**問題の説明**
ゾウムシ対策の文章では、クレラップを巻いて1ヶ月たった木の樹皮はどうなっていましたか。

**文章**

ゾウムシの産卵から木を守る素材としてクレラップを木の根元に巻いて1ヶ月が経過した。防虫効果と防虫素材としての課題を検証するため剥がしてみる。

オリーブアナアキゾウムシの産卵防止素材実験 サランラップ

 
樹皮が剥がれてブヨブヨになっている。クレラップの中が水蒸気と熱で蒸れて樹皮にダメージを与えていた。

オリーブアナアキゾウムシの産卵防止素材実験 サランラップ実験結果

 
この素材は防虫効果はあるかもしれないが木に対してのダメージが大きいので使えないことが分かった。

 
 
3.キラキラ光る素材でゾウムシを防ぐというのはどうだ?

 
これまで試してきた×キマモール×アルミ箔×石灰そして×クレラップもダメ。

 
木を物理的にがっちりガードするのではなく、ゾウムシの視覚に訴えかけてみようということでコレを買ってきた。

 
スパンコールを思いついた人が誰だか知らないけど、スパンコールがオリーブに巻かれることは予想しなかったろうな。

オリーブアナアキゾウムシの産卵防止素材実験 スパンコール

 
ゾウムシ、逆にこういうキラキラしたのが好きだったらそれはそれで面白い気もする。

 
結果は如何に?

 
今朝の見回りで妙見山の畑でオガグズ発見。

 
スパンコールでは防虫効果はない。ゾウムシの幼虫が入っているはず。がっかり、というか当たり前か。    

オリーブアナアキゾウムシの産卵防止素材実験 スパンコール実験結果 

 
これで今年になって卵を産みつけられた木は5本目。

 
幼虫に木の周りをぐるっと食い荒らされると木が水を上げることができなくなり木が弱り、場合によっては枯れてしまう。

 
何にせよ幼虫がいるオガグズのサインを見つけたら駆除しなくてはならない。

 
通常の駆除の仕方は、ドライバー等で食害された部分を削り取ってからスミチオン(農薬)を流しかけて殺すという方法が一般的。もちろん、僕はスミチオンを使わないので違う方法を見つけなくてはならない。 木や虫などの自然物を相手にしていて重要なのは、目に見える物理的な方法こそが最善だということ。つまり、徹底的にドライバーで食害された部分を掻きだし幼虫を見つける方法こそ効果的なのかも。

**集めたデータ**

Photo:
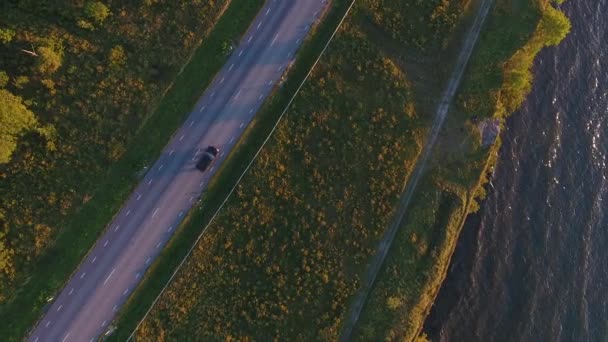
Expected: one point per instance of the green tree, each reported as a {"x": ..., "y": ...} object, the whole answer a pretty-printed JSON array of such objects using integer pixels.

**問題の答え**
樹皮が剥がれてブヨブヨになっていました。